_What to do_
Repeat the entries below in full, with every character unchanged.

(Collected data)
********************

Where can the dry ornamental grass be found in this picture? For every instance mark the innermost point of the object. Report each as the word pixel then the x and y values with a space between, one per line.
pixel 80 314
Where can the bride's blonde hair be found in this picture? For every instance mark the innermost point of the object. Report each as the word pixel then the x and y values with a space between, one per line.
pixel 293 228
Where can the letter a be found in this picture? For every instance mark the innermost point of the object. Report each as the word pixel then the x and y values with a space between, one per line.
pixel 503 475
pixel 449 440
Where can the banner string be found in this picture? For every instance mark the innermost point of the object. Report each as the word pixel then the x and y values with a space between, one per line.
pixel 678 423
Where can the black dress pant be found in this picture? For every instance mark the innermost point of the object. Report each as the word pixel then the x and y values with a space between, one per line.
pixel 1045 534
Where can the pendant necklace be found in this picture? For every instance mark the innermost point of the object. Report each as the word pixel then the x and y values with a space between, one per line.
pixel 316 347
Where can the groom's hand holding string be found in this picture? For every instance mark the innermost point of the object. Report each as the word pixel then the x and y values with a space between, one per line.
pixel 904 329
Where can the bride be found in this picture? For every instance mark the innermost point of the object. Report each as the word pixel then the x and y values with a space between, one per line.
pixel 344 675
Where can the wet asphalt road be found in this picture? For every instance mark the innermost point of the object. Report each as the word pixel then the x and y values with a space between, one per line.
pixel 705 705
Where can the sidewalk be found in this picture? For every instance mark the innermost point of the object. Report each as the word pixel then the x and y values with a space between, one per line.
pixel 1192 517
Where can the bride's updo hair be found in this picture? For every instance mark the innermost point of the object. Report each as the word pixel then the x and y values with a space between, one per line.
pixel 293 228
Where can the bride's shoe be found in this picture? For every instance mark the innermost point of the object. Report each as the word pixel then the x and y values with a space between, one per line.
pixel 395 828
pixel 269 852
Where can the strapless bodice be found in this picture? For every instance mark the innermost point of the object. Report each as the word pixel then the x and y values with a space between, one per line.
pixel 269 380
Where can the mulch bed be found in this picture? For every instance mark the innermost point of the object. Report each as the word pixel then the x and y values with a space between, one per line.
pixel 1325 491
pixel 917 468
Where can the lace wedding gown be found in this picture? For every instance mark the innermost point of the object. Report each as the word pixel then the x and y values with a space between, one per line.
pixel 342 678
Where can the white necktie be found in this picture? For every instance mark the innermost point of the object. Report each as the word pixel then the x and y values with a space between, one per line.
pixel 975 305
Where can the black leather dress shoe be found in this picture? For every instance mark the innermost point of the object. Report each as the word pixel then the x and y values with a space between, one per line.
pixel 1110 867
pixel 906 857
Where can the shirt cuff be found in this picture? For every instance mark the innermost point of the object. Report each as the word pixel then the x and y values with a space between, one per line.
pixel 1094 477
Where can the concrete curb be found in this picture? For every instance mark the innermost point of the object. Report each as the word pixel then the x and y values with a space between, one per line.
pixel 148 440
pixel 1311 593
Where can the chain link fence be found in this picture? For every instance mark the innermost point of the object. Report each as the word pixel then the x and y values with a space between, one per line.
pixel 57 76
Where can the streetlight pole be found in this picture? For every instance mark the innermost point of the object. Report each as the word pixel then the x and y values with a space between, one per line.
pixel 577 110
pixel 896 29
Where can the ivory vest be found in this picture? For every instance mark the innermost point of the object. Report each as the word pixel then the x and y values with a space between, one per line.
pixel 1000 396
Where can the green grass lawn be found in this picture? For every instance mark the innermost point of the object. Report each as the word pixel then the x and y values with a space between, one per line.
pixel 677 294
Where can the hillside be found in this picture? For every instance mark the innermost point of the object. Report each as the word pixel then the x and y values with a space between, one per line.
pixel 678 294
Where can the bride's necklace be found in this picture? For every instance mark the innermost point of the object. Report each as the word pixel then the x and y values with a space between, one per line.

********************

_Reply to the task_
Where can the dry ornamental grass be found in this picture? For every instance mark the innermost point of the object. Report each as the word pixel then the x and y values with a space between, one per line.
pixel 80 314
Where can the bride's blonde hair be found in this picture? For every instance mark the innermost point of the object. Report each as the word pixel then the x and y values with a space between, one per line.
pixel 293 228
Where can the letter a be found in this picture? For every instance mark the innermost point of the object. Report each as the word pixel then the x and y values with a space between, one per line.
pixel 503 475
pixel 449 440
Where can the banner string be found in this picture? For every instance mark the innermost point of the object. Report each as the word pixel then the x and y values with a space between, one per line.
pixel 678 423
Where can the black dress pant be found in this picture? For every instance mark the innermost point of the object. Report each as the word pixel then the x and y values with a space between, one per line.
pixel 1045 534
Where can the pendant necklace be found in this picture? For every instance mark the innermost point of the object. Report each as the word pixel then the x and y values with a space between, one per line.
pixel 316 347
Where can the groom's hand holding string be found in this picture? For every instance mark the innermost point of the object. Report each as the word pixel then the x and y values with a space between, one per line.
pixel 904 329
Where can the bride be found in this picture? For every instance mark the innermost point of the object. Report each as the word pixel then the x and y values with a space between, one per line.
pixel 344 675
Where can the wet asphalt road be found in this picture? For every instance mark the innermost point of the object. Report each as the word pixel then the x and y values with a space between, one per line.
pixel 705 705
Where can the sidewalk be found in this picture? For every instance mark the innermost point of the object. Report each as the word pixel then the x and y values with a space between, one per line.
pixel 1192 517
Where can the bride's updo hair be found in this picture? For every instance mark the innermost point of the object. Report each as the word pixel then the x and y values with a space between, one per line.
pixel 293 228
Where can the bride's shoe be found in this picture? For every instance mark the innermost point of the object. Report each as the word pixel then the x and y values with a space between, one per line.
pixel 395 828
pixel 269 852
Where can the strapless bodice be found in this picture? For every instance mark the innermost point of the object. Report each as the word pixel then the x and y values with a space between, one per line.
pixel 269 380
Where can the mulch bed be found in this picture? For every instance mark the innermost point of the object. Report each as the word pixel then the x and y values with a space between, one per line.
pixel 1325 491
pixel 917 468
Where can the lace wedding gown be found in this picture? For every instance mark the innermost point of the object. Report each as the word pixel then the x and y values with a space between, one per line.
pixel 342 678
Where can the white necktie be found in this picture? For every instance mark the innermost point of the object. Report each as the word pixel then the x and y values with a space between, one per line.
pixel 975 305
Where can the black leather dress shoe be found in this picture? For every instance mark the innermost point of the object. Report each as the word pixel then the x and y values with a space between, one per line.
pixel 1110 867
pixel 906 857
Where can the shirt cuff be found in this picture? For every instance mark the innermost point of the object. Report each as the word pixel then the x and y values with a space between, one per line.
pixel 1094 477
Where can the concrete curb be found in this picture? For every instance mark the innermost point of the object. Report each as the word pixel then the x and y values with a space between, one per line.
pixel 148 440
pixel 1311 593
Where can the chain link fence be found in this picture? For every instance mark the innermost point of the object. Report each as the word pixel then the x and y values with a space between, one per line.
pixel 57 76
Where can the streetlight pole be found in this picture? For every instance mark the innermost point of the object. Report each as the word pixel then the x and y values with a space between, one per line.
pixel 577 110
pixel 896 29
Where can the ivory vest be found in this picture? For every instance mark the innermost point of the object. Report each as the word pixel then the x and y values with a space between, one per line.
pixel 1000 396
Where can the green grass lawn be found in this picture? For every instance mark the innermost point of the object. Report each as the word pixel then the x and y values with a space between, one per line.
pixel 677 294
Where can the hillside be found in this picture? For every instance mark the innermost point of the object. Report each as the word pixel then the x and y values with a space between, one per line.
pixel 678 294
Where can the bride's necklace be found in this picture? For every instance mark the innermost point of the object. Report each as the word pixel then the x and y values with a space between, one per line.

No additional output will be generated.